Work to complete: From the line that includes "For every instance of the flower center, put" to the last line of the data, quote each line precisely; both boundary lines belong in the answer.

Material provided:

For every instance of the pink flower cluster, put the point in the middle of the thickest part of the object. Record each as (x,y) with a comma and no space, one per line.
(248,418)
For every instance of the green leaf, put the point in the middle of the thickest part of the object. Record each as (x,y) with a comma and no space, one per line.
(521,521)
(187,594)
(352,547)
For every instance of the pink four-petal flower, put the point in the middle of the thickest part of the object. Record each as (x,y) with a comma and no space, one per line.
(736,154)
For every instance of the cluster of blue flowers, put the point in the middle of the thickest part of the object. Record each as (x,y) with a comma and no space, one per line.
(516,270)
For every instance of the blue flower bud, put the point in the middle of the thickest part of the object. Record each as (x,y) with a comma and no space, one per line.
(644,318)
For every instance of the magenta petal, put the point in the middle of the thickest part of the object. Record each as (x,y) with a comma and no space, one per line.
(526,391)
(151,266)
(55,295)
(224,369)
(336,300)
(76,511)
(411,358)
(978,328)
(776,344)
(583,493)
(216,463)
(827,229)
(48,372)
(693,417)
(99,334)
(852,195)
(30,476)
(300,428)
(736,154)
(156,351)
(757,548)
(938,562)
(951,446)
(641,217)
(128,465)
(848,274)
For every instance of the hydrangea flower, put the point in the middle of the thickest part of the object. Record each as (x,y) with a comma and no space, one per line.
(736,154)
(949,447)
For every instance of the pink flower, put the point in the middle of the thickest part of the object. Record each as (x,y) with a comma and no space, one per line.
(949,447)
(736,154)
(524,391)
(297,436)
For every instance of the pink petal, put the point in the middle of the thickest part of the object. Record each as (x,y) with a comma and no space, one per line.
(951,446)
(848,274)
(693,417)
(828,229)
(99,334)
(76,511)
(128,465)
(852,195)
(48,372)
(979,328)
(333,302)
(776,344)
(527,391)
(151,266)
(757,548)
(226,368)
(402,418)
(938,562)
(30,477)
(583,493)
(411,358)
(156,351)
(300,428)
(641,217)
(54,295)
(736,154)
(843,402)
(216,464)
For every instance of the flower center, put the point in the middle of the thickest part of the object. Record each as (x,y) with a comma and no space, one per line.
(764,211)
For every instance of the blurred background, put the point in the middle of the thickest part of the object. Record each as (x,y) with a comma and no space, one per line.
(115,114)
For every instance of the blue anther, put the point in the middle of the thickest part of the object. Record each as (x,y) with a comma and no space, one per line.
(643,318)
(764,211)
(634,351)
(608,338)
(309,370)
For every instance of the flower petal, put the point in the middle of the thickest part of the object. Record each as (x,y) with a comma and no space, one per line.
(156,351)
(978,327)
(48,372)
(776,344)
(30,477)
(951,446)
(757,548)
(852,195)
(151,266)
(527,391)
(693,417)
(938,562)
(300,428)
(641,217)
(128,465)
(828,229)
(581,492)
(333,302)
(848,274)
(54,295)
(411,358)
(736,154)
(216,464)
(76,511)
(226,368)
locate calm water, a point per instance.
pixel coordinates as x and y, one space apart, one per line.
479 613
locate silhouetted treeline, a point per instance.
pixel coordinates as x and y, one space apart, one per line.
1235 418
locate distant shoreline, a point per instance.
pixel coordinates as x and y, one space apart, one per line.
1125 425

Result of the exercise:
For every instance of the flower center, put the point in the middle of the thickest part of the object. Record each as (x,y) with a comma and no space, one per line.
(764,211)
For every instance of the blurred background, put the point in the middle of the thickest part of the object. Record each as (x,y) with a comma and no space, one per line.
(115,114)
For every instance of the blue anther, put the point in the middle of the thickest part of the object. Record each as (x,y) with a comma and no space, one per line.
(643,318)
(764,211)
(634,351)
(608,338)
(309,370)
For every instance of the flower petal, put the point in the middle of the thickest part of the object. Record each as (x,y) with a comma and no space, one per line.
(156,351)
(978,327)
(48,372)
(776,344)
(30,477)
(951,446)
(757,548)
(852,195)
(151,266)
(527,391)
(693,417)
(938,562)
(300,428)
(641,217)
(128,465)
(828,229)
(581,492)
(333,302)
(848,274)
(54,295)
(411,358)
(736,154)
(216,464)
(76,511)
(226,368)
locate calm water, a point per instance.
pixel coordinates as x and y, one space apart, one per line.
479 613
locate silhouetted treeline, a point per instance.
pixel coordinates as x and y, one space apart, one per line.
1235 418
locate distant shoreline, a point per instance.
pixel coordinates as x and y, one space apart, one per line.
1125 425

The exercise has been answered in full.